*Request a*:
Find every line in the records below that contains the word "window", and copy each such line.

*Supplied passage*:
Thus, we obtain our dual problem

\begin{aligned}
& \underset{\alpha}{\text{max}}
& &  L(w^*, b^*, \xi^*) = \frac{1}{2}\sum_{i=1}^{n}\sum_{k=1}^{n}\alpha_i \alpha_k {x^i}^T x^k y^i y^k + \sum_{i=1}^{n} \alpha_i\\
& \text{subject to}
& & 0 \leq \alpha_i \leq C \\
& & & \sum_{i=1}^{n} \alpha_i y_i = 0 \\
\end{aligned}

$0 \leq \alpha_i \leq C$ is obtained from $\alpha_i + \mu_i = C$ where $\mu_i \geq 0$

By solving the above quadratic programming problem, we obtain optimal $\alpha_i$ for each sample $x_i$.

### KKT Condition

The following KKT conditions are sufficient and necessary:

1. $\alpha_i, \mu_i, \xi_i \geq 0$
2. $\alpha_i[y_i(w^Tx_i + b) - (1 - \xi_i)] = 0$
3. $\mu_i \xi_i =0$
4. $y_i(w^Tx_i + b) - (1 - \xi_i) \geq 0$

$\forall i=1, ..., n$

Thus, we could conclude:

1. if $0 < \alpha_i < C \implies y_i(w^T x_i + b) = 1 - \xi_i$ Since $\alpha_i = C - \mu_i, \mu_i \geq 0$
from condition 3 we have $\xi_i =0 \implies$ the points are with $0 < \alpha_i < C$ are on the margin

2. if $\alpha_i = C$
    - $0 < \xi_i < 1$: the points are inside the margin on the correct side
    - $\xi_i = 1$: the points are on the decision boundary
    - $\xi_i > 1$: the points are inside the wrong side of the margin and misclassified
3. if $\alpha_i = 0$, the points are not support vectors, have no affect on the weight.

### Kernel

Sometimes with linear classifier, we encounter some data that can not be linearly separated, one way around this is to
introduce a feature mapping $\phi (x)$ to our equation, transform the features to higher dimensional space,
so that the decision boundary could be linear there.

For example let $x = [x_1, x_2]^T$, a polynomial transformation could be $\phi(x) = [x_1^2, \sqrt{2}x_1x_2, x_2^2]$

The basic idea of feature mapping $\phi(x)$ is to create new, non-linear features based on given basis features.

Location annotation dataset excerpts
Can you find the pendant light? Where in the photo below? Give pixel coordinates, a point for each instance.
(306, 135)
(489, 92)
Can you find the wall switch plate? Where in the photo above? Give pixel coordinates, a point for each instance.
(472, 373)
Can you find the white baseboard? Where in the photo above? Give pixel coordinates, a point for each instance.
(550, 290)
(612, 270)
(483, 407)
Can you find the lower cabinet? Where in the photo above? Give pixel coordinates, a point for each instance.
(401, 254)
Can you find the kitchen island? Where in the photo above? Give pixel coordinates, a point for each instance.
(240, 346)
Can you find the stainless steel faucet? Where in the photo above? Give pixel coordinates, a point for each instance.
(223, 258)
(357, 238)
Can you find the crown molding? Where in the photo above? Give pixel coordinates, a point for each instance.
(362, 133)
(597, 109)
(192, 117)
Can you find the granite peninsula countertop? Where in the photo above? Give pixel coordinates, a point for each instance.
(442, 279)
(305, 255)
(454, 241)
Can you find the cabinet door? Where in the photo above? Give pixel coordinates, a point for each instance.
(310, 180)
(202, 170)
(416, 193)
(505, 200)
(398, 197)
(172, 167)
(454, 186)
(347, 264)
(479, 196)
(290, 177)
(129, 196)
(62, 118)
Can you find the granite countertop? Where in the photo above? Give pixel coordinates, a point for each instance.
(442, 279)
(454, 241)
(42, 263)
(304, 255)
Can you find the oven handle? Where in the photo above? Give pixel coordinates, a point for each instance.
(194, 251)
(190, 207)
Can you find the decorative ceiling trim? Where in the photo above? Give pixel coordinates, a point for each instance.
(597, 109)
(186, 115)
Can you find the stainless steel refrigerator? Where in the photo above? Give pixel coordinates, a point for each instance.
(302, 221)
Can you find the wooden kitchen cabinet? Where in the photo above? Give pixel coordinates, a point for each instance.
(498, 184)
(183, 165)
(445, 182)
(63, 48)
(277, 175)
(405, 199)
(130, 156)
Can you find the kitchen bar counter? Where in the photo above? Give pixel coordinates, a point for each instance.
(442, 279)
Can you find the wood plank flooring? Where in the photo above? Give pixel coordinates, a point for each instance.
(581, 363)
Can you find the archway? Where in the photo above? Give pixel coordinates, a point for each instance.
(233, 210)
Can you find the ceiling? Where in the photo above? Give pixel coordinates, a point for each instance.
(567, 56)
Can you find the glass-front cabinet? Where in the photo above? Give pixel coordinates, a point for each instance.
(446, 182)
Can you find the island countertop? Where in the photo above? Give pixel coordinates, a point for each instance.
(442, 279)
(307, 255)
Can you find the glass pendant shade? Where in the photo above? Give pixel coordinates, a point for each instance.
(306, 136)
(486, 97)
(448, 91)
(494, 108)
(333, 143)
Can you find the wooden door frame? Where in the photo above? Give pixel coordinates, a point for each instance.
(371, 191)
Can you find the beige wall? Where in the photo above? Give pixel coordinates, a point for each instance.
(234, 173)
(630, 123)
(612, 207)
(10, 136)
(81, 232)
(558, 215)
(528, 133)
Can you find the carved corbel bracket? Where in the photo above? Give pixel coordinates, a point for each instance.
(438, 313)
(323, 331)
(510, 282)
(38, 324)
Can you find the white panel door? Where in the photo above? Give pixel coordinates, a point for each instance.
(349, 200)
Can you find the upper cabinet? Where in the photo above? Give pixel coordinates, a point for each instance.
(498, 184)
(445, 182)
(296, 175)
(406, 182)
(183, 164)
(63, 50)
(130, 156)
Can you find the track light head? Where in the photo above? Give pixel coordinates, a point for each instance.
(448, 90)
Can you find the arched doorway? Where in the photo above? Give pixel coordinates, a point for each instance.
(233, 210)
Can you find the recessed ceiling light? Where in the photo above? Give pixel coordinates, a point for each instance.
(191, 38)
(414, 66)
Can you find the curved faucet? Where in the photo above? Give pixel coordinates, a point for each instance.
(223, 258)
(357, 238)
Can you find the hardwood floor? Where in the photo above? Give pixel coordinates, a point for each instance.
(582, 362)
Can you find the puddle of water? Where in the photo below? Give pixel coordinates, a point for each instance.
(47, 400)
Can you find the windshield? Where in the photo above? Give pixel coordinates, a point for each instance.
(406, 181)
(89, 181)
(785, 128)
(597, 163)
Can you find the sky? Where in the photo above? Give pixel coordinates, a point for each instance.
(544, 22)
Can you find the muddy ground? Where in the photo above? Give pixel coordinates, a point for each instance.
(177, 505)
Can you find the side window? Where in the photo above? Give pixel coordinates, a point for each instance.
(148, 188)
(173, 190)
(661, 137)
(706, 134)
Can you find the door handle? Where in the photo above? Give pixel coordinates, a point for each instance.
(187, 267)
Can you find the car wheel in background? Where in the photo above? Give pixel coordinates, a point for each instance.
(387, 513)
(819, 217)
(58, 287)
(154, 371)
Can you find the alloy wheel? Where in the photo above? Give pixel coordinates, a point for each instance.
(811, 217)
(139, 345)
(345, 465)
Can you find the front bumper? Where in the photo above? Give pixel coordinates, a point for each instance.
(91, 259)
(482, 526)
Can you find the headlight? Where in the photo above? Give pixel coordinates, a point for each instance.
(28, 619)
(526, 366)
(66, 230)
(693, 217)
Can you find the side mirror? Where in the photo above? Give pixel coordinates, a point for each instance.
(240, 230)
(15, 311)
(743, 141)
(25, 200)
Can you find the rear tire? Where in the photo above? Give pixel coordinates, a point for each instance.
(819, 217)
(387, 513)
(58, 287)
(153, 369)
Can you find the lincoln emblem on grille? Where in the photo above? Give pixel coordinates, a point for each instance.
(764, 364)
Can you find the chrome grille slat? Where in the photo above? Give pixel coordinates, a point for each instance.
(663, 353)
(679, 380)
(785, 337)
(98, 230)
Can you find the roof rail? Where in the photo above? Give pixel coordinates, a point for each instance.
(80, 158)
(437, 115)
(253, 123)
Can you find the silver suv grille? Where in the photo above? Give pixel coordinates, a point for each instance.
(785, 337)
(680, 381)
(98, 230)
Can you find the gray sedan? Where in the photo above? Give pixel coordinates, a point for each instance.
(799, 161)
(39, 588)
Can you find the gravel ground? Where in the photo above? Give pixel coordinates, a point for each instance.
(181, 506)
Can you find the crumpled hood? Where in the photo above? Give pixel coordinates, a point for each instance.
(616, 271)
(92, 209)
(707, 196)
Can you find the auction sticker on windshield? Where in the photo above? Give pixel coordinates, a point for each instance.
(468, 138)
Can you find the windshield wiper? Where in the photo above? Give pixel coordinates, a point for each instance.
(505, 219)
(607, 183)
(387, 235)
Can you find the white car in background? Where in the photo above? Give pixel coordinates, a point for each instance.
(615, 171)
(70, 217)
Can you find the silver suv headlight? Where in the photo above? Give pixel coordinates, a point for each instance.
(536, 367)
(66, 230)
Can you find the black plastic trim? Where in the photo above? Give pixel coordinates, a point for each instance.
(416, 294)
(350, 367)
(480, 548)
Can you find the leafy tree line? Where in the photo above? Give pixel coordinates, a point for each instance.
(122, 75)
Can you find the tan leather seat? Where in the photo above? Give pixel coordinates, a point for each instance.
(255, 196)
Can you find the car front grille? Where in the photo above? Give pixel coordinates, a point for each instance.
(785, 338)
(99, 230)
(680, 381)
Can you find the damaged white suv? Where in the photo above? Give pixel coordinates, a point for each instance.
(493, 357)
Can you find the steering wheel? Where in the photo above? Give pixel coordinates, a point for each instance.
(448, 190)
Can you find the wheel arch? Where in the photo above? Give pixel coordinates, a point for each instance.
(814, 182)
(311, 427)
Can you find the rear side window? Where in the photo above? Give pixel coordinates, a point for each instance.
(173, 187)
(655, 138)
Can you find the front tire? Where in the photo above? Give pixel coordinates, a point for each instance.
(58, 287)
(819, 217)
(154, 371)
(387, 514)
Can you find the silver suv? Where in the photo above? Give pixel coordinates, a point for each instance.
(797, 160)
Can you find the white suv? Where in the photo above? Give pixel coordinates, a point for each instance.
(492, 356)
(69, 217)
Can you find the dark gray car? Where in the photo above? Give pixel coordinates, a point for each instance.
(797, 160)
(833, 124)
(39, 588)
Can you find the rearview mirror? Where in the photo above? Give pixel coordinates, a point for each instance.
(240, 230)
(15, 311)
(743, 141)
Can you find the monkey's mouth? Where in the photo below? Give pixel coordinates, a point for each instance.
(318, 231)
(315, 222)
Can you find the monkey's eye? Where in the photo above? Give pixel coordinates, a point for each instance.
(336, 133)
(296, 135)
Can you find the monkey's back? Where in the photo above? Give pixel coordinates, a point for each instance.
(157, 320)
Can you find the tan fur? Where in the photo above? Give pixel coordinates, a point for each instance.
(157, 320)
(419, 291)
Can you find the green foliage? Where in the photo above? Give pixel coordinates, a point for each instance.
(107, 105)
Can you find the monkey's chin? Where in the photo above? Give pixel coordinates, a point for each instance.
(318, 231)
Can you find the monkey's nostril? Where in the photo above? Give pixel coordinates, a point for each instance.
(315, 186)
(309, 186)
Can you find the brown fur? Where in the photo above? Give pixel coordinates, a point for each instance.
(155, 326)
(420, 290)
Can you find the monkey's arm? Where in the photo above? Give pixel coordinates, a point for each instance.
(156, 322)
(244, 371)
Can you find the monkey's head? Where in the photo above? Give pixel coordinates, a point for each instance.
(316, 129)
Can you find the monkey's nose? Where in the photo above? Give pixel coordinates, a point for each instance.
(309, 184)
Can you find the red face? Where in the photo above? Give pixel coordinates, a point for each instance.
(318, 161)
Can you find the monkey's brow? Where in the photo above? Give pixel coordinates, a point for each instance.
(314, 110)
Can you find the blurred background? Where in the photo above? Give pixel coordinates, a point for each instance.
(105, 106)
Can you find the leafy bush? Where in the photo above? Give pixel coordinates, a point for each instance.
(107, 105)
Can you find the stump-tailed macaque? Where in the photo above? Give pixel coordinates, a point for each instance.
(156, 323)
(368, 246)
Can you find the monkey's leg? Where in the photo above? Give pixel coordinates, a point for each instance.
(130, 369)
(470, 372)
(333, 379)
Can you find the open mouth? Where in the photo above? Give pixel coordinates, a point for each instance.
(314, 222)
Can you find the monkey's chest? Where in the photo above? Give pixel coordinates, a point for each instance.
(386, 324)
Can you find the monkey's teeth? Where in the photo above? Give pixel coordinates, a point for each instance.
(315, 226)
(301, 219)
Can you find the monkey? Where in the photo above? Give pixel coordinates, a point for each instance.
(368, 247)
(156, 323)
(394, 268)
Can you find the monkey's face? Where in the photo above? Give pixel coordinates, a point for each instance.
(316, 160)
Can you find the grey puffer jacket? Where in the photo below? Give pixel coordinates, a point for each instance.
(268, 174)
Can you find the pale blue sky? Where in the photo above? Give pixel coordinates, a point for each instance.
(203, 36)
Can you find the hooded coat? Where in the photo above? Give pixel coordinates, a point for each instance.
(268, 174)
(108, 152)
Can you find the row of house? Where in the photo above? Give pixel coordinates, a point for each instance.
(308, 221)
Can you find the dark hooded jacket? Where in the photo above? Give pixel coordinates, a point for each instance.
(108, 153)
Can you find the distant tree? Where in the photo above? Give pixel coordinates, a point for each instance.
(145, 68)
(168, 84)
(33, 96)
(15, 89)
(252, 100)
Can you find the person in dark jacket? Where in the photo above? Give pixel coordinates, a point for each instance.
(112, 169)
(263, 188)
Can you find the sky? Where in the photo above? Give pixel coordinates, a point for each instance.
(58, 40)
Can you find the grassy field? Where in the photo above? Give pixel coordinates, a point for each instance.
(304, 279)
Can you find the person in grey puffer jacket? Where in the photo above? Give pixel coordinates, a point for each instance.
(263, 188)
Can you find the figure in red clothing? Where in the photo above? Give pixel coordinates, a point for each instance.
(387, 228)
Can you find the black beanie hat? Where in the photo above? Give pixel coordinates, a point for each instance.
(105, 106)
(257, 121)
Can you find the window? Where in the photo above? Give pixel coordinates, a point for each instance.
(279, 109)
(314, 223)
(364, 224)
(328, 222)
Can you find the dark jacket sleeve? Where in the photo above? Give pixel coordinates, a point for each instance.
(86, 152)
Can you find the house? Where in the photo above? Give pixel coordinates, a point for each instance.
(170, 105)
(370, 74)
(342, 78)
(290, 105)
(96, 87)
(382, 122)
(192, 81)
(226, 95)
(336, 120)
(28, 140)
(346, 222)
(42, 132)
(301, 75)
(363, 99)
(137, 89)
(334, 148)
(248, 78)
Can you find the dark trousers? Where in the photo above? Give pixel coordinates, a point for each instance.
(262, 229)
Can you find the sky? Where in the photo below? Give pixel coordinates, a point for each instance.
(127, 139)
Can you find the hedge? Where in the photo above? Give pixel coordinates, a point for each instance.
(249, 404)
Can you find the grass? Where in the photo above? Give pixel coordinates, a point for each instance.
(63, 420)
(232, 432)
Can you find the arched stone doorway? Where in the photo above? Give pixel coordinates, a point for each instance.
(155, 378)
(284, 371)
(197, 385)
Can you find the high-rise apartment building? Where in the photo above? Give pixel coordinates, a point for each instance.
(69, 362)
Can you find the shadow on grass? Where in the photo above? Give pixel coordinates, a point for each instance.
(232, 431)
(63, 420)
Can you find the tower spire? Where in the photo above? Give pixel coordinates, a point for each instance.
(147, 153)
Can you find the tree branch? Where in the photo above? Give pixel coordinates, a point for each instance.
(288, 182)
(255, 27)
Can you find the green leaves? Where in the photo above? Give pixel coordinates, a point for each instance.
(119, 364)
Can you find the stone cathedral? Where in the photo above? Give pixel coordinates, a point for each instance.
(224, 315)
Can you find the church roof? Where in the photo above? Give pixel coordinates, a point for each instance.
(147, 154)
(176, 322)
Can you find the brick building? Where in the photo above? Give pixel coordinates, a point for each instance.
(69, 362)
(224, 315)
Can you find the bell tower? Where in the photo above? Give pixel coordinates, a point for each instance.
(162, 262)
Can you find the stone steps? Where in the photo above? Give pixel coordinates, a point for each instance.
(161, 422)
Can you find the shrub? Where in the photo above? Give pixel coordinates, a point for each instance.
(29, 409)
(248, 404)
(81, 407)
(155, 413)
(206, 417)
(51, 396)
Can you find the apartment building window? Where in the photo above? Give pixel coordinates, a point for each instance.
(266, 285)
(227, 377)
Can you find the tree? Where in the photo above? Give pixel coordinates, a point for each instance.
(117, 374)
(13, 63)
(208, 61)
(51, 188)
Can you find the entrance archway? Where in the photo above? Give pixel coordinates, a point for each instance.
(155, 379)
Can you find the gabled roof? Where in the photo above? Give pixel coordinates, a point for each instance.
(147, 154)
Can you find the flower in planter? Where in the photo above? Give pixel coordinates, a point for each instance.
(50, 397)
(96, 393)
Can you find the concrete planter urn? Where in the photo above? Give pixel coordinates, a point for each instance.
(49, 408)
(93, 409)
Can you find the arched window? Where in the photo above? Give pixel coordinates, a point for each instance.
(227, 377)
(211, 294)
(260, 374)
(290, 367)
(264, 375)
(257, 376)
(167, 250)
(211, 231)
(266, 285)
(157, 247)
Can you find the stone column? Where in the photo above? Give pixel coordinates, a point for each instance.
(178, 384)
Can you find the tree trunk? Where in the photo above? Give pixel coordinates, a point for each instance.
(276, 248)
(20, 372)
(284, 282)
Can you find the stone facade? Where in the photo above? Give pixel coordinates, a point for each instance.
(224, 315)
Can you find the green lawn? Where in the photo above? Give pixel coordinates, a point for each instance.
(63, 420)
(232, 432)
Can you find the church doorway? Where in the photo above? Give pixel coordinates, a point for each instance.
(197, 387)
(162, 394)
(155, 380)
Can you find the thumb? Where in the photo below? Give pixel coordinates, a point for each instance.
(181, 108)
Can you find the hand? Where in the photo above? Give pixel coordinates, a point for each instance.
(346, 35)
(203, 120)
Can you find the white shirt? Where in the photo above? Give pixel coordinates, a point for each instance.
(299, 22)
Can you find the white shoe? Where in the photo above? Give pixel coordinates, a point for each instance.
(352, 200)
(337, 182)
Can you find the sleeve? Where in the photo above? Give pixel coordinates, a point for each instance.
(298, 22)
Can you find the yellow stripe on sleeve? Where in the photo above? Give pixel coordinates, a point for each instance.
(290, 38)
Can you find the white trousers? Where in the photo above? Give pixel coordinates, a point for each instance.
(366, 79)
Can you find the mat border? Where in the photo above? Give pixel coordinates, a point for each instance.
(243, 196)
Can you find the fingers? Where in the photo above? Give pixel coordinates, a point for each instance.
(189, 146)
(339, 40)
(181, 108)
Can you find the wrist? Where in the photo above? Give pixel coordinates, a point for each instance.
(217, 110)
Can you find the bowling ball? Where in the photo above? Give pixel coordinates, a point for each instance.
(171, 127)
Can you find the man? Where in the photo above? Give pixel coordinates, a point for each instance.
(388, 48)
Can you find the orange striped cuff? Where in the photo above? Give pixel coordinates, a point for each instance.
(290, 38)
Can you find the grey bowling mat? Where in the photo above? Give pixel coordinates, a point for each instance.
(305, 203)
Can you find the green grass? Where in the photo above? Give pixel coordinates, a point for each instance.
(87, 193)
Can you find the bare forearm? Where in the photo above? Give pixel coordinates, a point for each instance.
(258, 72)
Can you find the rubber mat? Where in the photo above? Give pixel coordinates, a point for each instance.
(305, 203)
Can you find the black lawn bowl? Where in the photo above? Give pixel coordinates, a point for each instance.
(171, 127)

*Request b*:
Retype the passage on support vector machines, starting with "Sometimes with linear" and going on through "given basis features.".

*Worked answer a*:
Can you find the side window? Where in the photo above? Give pixel coordinates, a point for each instance.
Can you find the rear side window? Where in the photo above? Give pixel coordinates, a point for each instance.
Can you find the window? Where in the photo above? Give pixel coordinates, a point for each instance.
Can you find the apartment building window? Where in the photo above? Give pixel coordinates, a point for each instance.
Can you find the arched window? Where in the photo above? Give pixel coordinates, a point for each instance.

*Worked answer b*:
Sometimes with linear classifier, we encounter some data that can not be linearly separated, one way around this is to
introduce a feature mapping $\phi (x)$ to our equation, transform the features to higher dimensional space,
so that the decision boundary could be linear there.

For example let $x = [x_1, x_2]^T$, a polynomial transformation could be $\phi(x) = [x_1^2, \sqrt{2}x_1x_2, x_2^2]$

The basic idea of feature mapping $\phi(x)$ is to create new, non-linear features based on given basis features.